PROBLEM REQUIREMENTS
Starting with the line that holds "[segment] textured stone surface", copy out each remaining line of the listing below, up to and including the last one, and include nothing else.

MATERIAL TO PROCESS
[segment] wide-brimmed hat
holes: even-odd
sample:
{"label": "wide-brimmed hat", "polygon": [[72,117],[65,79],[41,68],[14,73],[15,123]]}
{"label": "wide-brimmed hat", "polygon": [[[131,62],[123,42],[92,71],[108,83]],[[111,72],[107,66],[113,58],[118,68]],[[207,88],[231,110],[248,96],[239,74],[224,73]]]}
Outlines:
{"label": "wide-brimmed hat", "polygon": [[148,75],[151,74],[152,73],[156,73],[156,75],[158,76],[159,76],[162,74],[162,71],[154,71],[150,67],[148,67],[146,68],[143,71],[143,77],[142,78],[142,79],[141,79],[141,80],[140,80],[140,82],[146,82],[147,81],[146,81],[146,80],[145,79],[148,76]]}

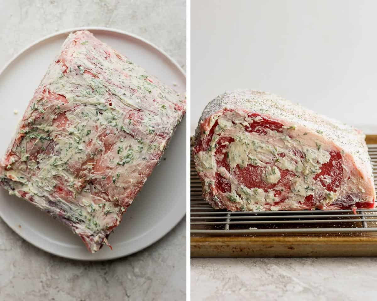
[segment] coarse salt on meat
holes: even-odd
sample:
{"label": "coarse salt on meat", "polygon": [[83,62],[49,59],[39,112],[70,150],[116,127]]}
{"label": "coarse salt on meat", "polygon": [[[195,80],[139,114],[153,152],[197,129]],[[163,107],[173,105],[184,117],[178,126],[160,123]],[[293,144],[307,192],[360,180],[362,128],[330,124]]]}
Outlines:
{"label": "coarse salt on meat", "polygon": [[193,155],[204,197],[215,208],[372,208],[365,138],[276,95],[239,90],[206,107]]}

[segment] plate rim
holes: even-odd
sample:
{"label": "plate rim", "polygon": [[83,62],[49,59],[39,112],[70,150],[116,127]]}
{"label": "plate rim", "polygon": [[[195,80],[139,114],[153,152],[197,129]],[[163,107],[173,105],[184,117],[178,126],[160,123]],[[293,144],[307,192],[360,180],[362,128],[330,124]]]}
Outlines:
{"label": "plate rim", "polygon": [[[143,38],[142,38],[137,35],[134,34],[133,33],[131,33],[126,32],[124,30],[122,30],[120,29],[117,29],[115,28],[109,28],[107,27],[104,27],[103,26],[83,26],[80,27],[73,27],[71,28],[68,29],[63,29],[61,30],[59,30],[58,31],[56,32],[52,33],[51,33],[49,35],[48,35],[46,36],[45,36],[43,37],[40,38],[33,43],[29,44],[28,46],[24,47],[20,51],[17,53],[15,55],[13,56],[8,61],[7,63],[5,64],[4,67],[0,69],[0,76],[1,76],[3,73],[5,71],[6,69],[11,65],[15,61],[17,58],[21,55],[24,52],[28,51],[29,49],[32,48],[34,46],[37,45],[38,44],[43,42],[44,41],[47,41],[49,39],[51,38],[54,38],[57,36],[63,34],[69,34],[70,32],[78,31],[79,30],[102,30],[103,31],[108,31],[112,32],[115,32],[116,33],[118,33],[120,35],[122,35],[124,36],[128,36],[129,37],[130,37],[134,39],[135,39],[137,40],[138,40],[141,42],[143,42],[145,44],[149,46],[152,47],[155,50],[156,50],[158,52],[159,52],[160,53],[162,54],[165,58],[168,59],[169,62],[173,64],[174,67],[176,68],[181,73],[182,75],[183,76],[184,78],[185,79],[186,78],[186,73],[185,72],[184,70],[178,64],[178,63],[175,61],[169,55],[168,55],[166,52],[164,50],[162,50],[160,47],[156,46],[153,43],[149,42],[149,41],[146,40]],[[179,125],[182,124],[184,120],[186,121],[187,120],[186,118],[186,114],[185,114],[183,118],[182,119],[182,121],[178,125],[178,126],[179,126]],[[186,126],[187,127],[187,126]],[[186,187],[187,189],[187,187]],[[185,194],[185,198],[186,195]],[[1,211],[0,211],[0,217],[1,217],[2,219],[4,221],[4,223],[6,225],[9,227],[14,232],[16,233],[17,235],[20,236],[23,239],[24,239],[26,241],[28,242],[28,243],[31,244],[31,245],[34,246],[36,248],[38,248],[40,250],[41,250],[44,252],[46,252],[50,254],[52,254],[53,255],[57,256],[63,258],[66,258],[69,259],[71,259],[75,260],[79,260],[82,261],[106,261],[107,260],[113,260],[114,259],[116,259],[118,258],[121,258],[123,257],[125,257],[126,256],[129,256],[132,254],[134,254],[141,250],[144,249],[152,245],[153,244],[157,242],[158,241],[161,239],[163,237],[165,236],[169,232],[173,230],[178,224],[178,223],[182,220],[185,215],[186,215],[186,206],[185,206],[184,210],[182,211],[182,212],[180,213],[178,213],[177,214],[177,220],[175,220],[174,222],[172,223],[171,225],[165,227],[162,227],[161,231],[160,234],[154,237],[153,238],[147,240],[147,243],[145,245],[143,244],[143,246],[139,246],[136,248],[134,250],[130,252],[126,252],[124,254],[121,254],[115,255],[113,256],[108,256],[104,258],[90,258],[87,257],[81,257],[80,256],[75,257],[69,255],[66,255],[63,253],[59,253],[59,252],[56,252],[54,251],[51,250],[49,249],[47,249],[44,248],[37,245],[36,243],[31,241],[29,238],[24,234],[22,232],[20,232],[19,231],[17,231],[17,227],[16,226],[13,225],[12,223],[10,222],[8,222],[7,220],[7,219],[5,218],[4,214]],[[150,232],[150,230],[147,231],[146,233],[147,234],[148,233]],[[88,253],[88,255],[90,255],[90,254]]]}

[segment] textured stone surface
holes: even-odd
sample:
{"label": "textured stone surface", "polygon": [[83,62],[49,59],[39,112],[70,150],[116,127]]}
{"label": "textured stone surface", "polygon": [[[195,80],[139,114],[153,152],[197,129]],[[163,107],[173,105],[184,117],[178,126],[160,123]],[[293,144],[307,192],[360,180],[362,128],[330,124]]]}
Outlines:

ANSWER TO THIS TASK
[segment] textured stone surface
holes: even-odd
sample:
{"label": "textured stone surface", "polygon": [[83,62],[49,59],[39,112],[70,150],[116,127]]}
{"label": "textured stone surface", "polygon": [[[195,80],[139,114],[153,152],[197,129]],[[163,107],[173,105],[184,117],[178,126],[160,123]],[[293,144],[307,192],[360,180],[362,128],[330,124]]]}
Outlines:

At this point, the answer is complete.